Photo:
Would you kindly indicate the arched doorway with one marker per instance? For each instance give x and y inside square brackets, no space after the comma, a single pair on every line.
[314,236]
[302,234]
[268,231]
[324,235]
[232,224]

- _Your assignment_:
Starting from the line containing "Would you kindly", repeat each line through the end of the entries, exactly.

- _Answer box_:
Would you kindly indicate the arched doorway with one marker per instance? For each instance give x and y inside square brackets, no space after the comma, a single pair on every line.
[314,236]
[302,234]
[268,231]
[324,235]
[232,224]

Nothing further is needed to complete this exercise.